[引用文]
▶
東京都渋谷区幡ヶ谷二丁目44番1号(テルモ本社)
HP: https://www.terumo.co.jp/about/who-we-are
HP: https://www.terumo.co.jp/about/pranex/floor 

テルモ MEセンター

 → テルモは、体温計から初めて、注射器、カテーテル、人工心肺、腹膜透析システム・血糖測定ステムなどを扱う医療機器メーカーである。このテルモの事業を紹介するため開設されたのが「Terumo Medical Pranex」である。現在は、一般には開放されておらず、医療関係者のみが見学を許されている施設となっている。
 館内は、草創期展⽰として、1921年の創業から当時の医療課題に挑んだ軌跡を紹介。製品を実際に触れながら体感できる展示スペース、テルモの磨き上げたコア技術を紹介するコーナー「Terumo Engine」があり、実戦用のX 線造影室、オペ室、Medical Design Room、人間工学ラボ(模擬居宅)なども設けられている。施設の理念としては、未来の医療を提案し、体験と対話により現場の課題に向き合うこと、在宅医療研修や業務課題解決を検証する空間とすることを目指しているという。

テルモ展示室
Terumo Engine
Total Quality Lab

<テルモ社の概要と沿革>

北里柴三郎
テルモ最初の体温計

 テルモは、先に述べたように、体温計、注射器、人工心肺、腹膜透析システム・血糖測定ステムなどの高度な医療機器と医療サービスを行っている医療機器メーカーであるが、その創業は1921年、良質な体温計の国産化を目指して「赤線検温器株式会社」を設立したことから始まる。この創設には北里柴三郎氏の大きな役割を果たしている。

バッグ入り輸液
使い切り“注射筒”
◀
[元データ]
▶
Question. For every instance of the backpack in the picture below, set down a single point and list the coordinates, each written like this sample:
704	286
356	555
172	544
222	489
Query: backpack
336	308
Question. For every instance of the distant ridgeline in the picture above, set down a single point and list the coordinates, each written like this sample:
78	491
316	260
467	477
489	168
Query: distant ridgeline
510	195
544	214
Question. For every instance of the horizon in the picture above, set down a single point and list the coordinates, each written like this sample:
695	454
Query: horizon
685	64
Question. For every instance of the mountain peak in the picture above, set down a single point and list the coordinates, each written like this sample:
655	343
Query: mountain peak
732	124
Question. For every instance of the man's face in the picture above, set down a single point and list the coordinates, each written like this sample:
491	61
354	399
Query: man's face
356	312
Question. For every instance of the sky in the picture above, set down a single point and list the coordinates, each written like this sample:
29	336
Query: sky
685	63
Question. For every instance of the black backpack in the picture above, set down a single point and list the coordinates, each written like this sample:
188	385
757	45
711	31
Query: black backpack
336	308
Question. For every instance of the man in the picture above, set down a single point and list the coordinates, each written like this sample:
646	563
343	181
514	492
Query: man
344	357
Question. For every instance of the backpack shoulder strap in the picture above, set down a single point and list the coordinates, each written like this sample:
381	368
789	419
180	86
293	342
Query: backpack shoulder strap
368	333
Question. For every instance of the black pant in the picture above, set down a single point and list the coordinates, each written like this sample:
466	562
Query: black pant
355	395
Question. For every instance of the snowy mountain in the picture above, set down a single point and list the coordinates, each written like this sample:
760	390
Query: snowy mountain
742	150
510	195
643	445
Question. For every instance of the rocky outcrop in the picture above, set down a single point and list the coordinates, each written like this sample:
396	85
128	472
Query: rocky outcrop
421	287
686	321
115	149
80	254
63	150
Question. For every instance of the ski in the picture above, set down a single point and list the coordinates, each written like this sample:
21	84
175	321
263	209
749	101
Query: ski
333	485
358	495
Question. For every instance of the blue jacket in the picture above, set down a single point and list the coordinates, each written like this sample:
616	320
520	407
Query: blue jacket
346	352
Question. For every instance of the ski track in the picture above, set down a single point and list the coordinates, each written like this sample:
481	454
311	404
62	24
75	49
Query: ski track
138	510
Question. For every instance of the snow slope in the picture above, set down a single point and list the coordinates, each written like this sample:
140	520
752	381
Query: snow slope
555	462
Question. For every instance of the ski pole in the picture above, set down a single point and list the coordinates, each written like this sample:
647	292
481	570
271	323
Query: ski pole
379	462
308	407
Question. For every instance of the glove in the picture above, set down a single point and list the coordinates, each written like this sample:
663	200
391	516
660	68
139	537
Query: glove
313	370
◀
[練習問題]
1) 引用文について、次の問いに答えてください。
(a) 現在「Terumo Medical Pranex」の見学を許されているのは誰ですか。
(b) テルモのコア技術を紹介するコーナーは何という名称ですか。
(c) 1921年の創業時に設立された会社の名前は何ですか。
2) 引用文から、「<テルモ社の概要と沿革>」という語句を含む箇所で始め、「の大きな役割を果たしている。」の後で終わる部分をそのまま引用してください。

[解答]
1)
(a) 医療関係者のみです。
(b) 「Terumo Engine」です。
(c) 「赤線検温器株式会社」です。

2)
<テルモ社の概要と沿革>

北里柴三郎
テルモ最初の体温計

 テルモは、先に述べたように、体温計、注射器、人工心肺、腹膜透析システム・血糖測定ステムなどの高度な医療機器と医療サービスを行っている医療機器メーカーであるが、その創業は1921年、良質な体温計の国産化を目指して「赤線検温器株式会社」を設立したことから始まる。この創設には北里柴三郎氏の大きな役割を果たしている。